_TASK ITEM:_ From the machine learning excerpt, copy the passage starting at "To Flow or Not" and ending at "flow-based programming (FBP).", word for word.

_EXTRACT:_
━━━━━━━━━━━━━━━━━━━━━━━━━━━━━━

Why it matters: Fear that automatons will take jobs from humans fuels distrust in AI. Research that counters this notion could help improve public confidence in the technology.
We’re thinking: Even if automation fosters job growth on a statistical basis, it clearly threatens specific jobs in specific industries. In such cases, a just society would provide retraining and upskilling programs so that everyone who wants to work can find gainful employment.
To Flow or Not to Flow
Networked software is often built using a service-oriented architecture, but networked machine learning applications may be easier to manage using a different programming style.
What's new: Andrei Paleyes, Christian Cabrera, and Neil D. Lawrence at University of Cambridge compared the work required to build a business-oriented machine learning program using a service oriented architecture (SOA) and flow-based programming (FBP).
Key insight: SOA divides a program into services — bundles of functions and memory for, say, navigation, payment processing, and collecting customer ratings in a ride-sharing app — connected to a central hub that passes messages among them. In this arrangement, machine learning applications that draw on large databases generate a high volume of messages, which can require a lot of computation and time spent debugging. FBP, by contrast, conceives a program as a network of functions, or nodes, that exchange data directly with one another. This approach cuts the amount of communication required and makes it easier to track data paths, making it easier to build efficient machine learning programs.

━━━━━━━━━━━━━━━━━━━━━━━━━━━━━━

_LISTED RECORDS:_

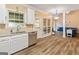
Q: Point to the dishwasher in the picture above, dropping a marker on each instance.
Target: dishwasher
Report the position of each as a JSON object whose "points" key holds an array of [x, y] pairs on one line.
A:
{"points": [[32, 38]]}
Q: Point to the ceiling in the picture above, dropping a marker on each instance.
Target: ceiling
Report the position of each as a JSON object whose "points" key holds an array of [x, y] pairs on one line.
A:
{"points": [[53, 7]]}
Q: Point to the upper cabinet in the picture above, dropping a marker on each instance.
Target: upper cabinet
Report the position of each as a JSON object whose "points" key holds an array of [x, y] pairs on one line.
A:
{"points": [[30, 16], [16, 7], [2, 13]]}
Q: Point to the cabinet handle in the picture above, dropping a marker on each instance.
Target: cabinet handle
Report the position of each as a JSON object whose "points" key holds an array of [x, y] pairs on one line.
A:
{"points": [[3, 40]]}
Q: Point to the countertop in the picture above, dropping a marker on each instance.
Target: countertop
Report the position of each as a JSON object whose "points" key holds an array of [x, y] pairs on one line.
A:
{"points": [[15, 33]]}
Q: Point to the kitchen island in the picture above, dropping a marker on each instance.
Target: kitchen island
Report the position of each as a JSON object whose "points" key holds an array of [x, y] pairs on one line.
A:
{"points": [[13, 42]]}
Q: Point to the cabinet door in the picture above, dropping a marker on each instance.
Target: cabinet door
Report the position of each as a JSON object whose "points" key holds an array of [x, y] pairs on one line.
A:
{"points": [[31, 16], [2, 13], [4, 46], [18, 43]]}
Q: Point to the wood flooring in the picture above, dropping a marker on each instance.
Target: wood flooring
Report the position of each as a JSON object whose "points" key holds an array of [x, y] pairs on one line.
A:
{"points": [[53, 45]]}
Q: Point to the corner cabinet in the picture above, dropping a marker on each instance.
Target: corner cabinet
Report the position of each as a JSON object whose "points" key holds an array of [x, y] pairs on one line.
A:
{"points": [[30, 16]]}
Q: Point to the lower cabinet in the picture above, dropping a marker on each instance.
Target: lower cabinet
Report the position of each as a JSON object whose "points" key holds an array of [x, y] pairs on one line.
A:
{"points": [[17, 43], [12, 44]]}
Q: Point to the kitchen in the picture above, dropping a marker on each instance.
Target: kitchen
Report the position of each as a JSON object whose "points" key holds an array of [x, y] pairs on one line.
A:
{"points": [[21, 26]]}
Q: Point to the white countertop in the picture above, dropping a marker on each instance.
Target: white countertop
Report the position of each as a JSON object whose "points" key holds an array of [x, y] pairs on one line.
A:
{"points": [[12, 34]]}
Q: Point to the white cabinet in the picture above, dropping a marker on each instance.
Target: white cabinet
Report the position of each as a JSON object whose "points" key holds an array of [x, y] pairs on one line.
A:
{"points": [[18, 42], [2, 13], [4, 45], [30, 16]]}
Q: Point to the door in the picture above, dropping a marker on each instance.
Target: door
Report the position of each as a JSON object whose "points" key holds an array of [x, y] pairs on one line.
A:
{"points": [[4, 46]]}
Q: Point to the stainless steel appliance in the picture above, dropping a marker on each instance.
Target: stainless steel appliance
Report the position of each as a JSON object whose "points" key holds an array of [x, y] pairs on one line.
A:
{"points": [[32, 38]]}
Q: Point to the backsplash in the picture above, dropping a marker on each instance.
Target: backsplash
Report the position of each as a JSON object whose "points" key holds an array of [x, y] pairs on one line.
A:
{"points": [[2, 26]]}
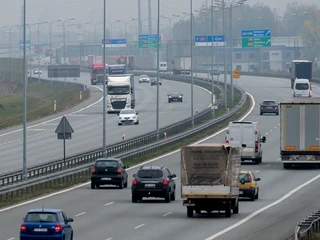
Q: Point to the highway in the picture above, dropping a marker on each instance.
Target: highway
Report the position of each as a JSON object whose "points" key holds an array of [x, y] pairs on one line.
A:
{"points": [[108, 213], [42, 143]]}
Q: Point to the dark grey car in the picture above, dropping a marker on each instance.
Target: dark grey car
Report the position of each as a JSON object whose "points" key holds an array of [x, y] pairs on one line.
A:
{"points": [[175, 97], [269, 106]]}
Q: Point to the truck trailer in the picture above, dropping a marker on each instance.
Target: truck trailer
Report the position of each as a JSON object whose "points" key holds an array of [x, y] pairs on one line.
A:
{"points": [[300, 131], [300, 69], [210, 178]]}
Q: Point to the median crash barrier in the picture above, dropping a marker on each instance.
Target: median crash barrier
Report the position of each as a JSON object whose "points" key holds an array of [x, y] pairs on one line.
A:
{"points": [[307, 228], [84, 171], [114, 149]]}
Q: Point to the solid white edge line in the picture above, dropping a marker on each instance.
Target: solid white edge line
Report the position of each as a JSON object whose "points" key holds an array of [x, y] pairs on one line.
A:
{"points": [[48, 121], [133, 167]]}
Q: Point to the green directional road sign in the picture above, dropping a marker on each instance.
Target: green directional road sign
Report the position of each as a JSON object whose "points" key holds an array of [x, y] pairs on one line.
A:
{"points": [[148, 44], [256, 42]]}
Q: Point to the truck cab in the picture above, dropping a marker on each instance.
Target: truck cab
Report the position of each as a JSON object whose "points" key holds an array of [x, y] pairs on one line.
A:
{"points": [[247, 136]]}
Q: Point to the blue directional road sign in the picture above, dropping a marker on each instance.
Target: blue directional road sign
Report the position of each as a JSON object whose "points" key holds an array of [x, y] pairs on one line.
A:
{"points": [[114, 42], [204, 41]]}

━━━━━━━━━━━━━━━━━━━━━━━━━━━━━━

_RESULT OF THE TASK:_
To Flow or Not to Flow
Networked software is often built using a service-oriented architecture, but networked machine learning applications may be easier to manage using a different programming style.
What's new: Andrei Paleyes, Christian Cabrera, and Neil D. Lawrence at University of Cambridge compared the work required to build a business-oriented machine learning program using a service oriented architecture (SOA) and flow-based programming (FBP).